*EXTRACT PROVIDED*
((

These are challenging times for banks and FIs, but with the support of modern technology, there is also a plethora of opportunities up for grabs that can help them become more efficient and ensure continued growth.
Below are some changes we can foresee:
• Branches becoming Service Lounges: Customers will henceforth visit physical branches only for major lifetime milestones, such as for seeking a mortgage/education loan, bereavement in the family, or taking a major financial decision that needs human interaction. Therefore, branches will no more be a service desk to support daily transactions. They will evolve as service lounges to help customers with special requirements.
• Collaboration between Traditional FIs and Challengers: There will be increased collaboration between established banks and challengers (fintech) to provide better platforms, where customers will be guided to take financial decisions/spends. In recent times, there has been an increased partnership with the aim towards co-lending, credits to MSMEs, expanding merchant acquiring a business, and more yet to come.

))

*Saved entries*
((

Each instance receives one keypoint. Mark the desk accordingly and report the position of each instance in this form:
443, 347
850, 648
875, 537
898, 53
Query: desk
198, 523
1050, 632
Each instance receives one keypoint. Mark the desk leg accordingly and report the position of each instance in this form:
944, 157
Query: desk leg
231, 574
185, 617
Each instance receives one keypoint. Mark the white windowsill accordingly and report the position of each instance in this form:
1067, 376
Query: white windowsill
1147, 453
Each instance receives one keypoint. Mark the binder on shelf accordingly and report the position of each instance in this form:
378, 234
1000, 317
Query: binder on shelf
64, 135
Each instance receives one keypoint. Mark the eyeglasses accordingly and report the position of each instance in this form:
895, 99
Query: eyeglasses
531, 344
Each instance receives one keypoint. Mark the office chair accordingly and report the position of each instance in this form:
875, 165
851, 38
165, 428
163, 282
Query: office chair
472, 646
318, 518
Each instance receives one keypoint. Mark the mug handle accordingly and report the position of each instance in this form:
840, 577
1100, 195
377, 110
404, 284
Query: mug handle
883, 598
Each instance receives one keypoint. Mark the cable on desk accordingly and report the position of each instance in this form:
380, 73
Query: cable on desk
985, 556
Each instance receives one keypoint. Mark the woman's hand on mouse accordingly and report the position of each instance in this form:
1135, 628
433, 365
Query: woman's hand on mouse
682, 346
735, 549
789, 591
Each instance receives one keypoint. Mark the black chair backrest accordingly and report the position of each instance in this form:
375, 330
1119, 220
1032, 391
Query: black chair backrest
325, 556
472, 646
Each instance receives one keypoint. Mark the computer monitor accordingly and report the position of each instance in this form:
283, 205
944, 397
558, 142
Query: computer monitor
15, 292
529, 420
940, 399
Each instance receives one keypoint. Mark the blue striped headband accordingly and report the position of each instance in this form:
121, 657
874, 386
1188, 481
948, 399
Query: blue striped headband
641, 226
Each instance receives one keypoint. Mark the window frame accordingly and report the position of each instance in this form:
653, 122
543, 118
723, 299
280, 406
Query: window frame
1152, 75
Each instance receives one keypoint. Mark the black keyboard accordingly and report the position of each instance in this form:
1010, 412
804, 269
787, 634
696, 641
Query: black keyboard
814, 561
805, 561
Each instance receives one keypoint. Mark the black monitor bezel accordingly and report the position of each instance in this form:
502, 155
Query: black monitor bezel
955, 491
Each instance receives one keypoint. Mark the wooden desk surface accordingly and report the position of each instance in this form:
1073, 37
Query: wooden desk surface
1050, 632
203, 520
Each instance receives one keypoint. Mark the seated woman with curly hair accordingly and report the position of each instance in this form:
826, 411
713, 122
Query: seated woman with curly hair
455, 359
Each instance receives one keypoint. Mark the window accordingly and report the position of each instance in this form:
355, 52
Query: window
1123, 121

))

*CHECK YOUR UNDERSTANDING*
1. Answer the following questions using the extract on changes in banking:
(a) What will physical branches evolve into?
(b) Between which two groups does the extract predict increased collaboration?
(c) What aims of recent partnerships does the extract list?
2. Echo the stretch of the extract on changes in banking from "Below are some" through "yet to come.".

*WRITTEN RESPONSES*
1.
(a) Service lounges that help customers with special requirements.
(b) Established banks and challengers (fintech).
(c) Co-lending, credits to MSMEs, and expanding merchant acquiring a business.

2.
Below are some changes we can foresee:
• Branches becoming Service Lounges: Customers will henceforth visit physical branches only for major lifetime milestones, such as for seeking a mortgage/education loan, bereavement in the family, or taking a major financial decision that needs human interaction. Therefore, branches will no more be a service desk to support daily transactions. They will evolve as service lounges to help customers with special requirements.
• Collaboration between Traditional FIs and Challengers: There will be increased collaboration between established banks and challengers (fintech) to provide better platforms, where customers will be guided to take financial decisions/spends. In recent times, there has been an increased partnership with the aim towards co-lending, credits to MSMEs, expanding merchant acquiring a business, and more yet to come.